> [TEXTO PARA LEER]:
------
De lo anterior se sigue, pues, que el «problema» que el componente interactivo vendría a resolver no existía realmente con anterioridad e independencia de la aparición de dicho componente (como podría inducirse de la pregunta problema-solución), sino precisamente como consecuencia de la conciencia social de su existencia y sus posibilidades ya contrastadas en la Red. Existencia de la innovación y acceso de los individuos a la información sobre lo existente han sido, por tanto, dos factores desencadenantes de primer orden porque, como apunta Graham (2001: 52), la disponibilidad de la tecnología «tiene el efecto de estimular nuevos deseos. Puedo llegar a querer cosas, no directamente, sino porque descubro que existen los medios para lograrlo». Es más, «podemos llegar a desear cosas que antes no deseábamos o que incluso no sabíamos que podíamos desear» y también «podemos llegar a necesitar cosas que antes no necesitábamos porque, dados nuestros deseos recién descubiertos, tenemos ya una utilidad para los medios de satisfacerlos, una utilidad que no teníamos antes y de ahí una necesidad de cosas que antes no necesitábamos».
------
> [TAREAS PROPUESTAS]:
a - Indica si cada afirmación concuerda con el texto sobre el componente interactivo. Responde sí o no y cita las palabras exactas del texto que lo deciden.
(i) El problema existía antes de que apareciera el componente interactivo e independientemente de él.
(ii) Graham afirma que la disponibilidad de la tecnología estimula nuevos deseos.
(iii) El texto menciona dos factores desencadenantes de primer orden.
b - Copia todos los fragmentos entre comillas angulares (« ») que el texto sobre el componente interactivo atribuye a Graham.
c - Continúa el texto sobre el componente interactivo a partir de su última oración.

> [REGISTROS]:
------
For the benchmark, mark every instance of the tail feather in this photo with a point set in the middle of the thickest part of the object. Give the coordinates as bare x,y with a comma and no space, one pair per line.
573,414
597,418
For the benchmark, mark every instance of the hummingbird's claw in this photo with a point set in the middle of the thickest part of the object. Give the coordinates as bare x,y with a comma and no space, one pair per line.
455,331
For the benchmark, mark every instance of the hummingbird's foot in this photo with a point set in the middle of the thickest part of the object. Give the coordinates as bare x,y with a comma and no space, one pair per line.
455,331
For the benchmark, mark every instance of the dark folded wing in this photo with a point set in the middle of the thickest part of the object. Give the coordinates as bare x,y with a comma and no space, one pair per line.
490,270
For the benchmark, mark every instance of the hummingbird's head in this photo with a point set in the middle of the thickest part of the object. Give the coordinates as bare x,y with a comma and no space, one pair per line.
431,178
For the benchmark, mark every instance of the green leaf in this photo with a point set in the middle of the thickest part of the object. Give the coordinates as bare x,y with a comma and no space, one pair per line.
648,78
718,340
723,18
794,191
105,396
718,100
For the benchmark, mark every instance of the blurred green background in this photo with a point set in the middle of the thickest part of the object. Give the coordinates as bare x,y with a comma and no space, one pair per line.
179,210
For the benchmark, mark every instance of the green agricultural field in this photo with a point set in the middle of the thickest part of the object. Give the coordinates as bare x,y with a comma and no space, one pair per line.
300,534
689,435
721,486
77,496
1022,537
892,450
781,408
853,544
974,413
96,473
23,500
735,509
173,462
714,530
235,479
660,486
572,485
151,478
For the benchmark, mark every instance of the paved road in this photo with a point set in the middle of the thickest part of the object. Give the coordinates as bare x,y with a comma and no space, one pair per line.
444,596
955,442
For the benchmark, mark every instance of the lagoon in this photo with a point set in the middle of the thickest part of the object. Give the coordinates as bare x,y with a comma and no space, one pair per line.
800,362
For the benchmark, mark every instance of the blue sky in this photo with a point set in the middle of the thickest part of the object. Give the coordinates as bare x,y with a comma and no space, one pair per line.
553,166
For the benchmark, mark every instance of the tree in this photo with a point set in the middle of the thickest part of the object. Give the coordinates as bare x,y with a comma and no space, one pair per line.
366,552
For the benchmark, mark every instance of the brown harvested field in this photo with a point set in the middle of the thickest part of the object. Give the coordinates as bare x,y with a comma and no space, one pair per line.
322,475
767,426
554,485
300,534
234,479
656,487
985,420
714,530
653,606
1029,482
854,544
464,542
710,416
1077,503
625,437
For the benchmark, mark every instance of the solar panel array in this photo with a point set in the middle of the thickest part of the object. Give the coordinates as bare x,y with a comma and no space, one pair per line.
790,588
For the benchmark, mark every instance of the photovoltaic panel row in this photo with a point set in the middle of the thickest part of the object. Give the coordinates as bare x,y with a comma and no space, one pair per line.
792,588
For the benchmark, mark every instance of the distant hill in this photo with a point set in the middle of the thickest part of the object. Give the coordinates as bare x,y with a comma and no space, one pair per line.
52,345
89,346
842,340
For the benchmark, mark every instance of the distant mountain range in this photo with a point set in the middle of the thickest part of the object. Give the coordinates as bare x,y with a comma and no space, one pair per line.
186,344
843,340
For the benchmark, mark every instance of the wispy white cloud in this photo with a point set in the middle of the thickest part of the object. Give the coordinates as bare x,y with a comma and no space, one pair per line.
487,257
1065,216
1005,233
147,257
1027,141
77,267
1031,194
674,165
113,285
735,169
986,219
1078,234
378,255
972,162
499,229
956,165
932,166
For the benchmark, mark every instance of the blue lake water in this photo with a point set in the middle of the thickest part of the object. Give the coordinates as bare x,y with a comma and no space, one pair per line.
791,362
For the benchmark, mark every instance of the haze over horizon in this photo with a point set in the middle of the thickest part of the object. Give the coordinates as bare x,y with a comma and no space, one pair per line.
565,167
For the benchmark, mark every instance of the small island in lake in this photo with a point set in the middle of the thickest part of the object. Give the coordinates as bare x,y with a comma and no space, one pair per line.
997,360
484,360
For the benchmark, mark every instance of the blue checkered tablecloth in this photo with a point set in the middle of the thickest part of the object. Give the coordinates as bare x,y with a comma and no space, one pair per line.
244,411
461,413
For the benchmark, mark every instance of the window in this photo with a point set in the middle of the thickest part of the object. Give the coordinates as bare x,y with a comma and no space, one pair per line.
------
> [RESPUESTAS POR TAREA]:
a -
(i) No: «no existía realmente con anterioridad e independencia de la aparición de dicho componente».
(ii) Sí: «tiene el efecto de estimular nuevos deseos».
(iii) Sí: «Existencia de la innovación y acceso de los individuos a la información sobre lo existente han sido, por tanto, dos factores desencadenantes de primer orden».

b -
1. «tiene el efecto de estimular nuevos deseos. Puedo llegar a querer cosas, no directamente, sino porque descubro que existen los medios para lograrlo»
2. «podemos llegar a desear cosas que antes no deseábamos o que incluso no sabíamos que podíamos desear»
3. «podemos llegar a necesitar cosas que antes no necesitábamos porque, dados nuestros deseos recién descubiertos, tenemos ya una utilidad para los medios de satisfacerlos, una utilidad que no teníamos antes y de ahí una necesidad de cosas que antes no necesitábamos»

c -
La segunda asunción implícita en la legitimación de una innovación tecnológica atendiendo a los problemas que resuelve está relacionada con la constitución de lo problemático. Se sobreentiende que un problema técnico está constituido por lo que ya se considera problemático. Dicho de otro modo, «el carácter problemático de cualquier función que la nueva tecnología nos podría permitir abordar está subjetivamente constituido, lo cual quiere decir que un problema es cualquier cosa que encontramos problemático» (Graham, 2001: 51). En ocasiones esto puede ser así. Por ejemplo, la circulación de contenidos multimedia por la Red está condicionada por el ancho de banda de que dispongan los usuarios. En la actualidad, el volumen de tales contenidos es relativamente bajo en términos generales, porque la mayoría de los equipos no disponen de conexiones de banda ancha. A pesar de ello, en los últimos años hemos asistido a una creciente disponibilidad y circulación de archivos de sonido, imagen y vídeo, paralela al progresivo aumento de empresas y hogares que han incrementado su velocidad de conexión a la Red. Que el tiempo de descarga de ciertos archivos parezca interminable o que el programa de correo se quede bloqueado porque los adjuntos de ciertos mensajes pesan demasiado es un problema parcialmente resuelto por cierto aumento en la velocidad de conexión al servidor sin mayores consecuencias.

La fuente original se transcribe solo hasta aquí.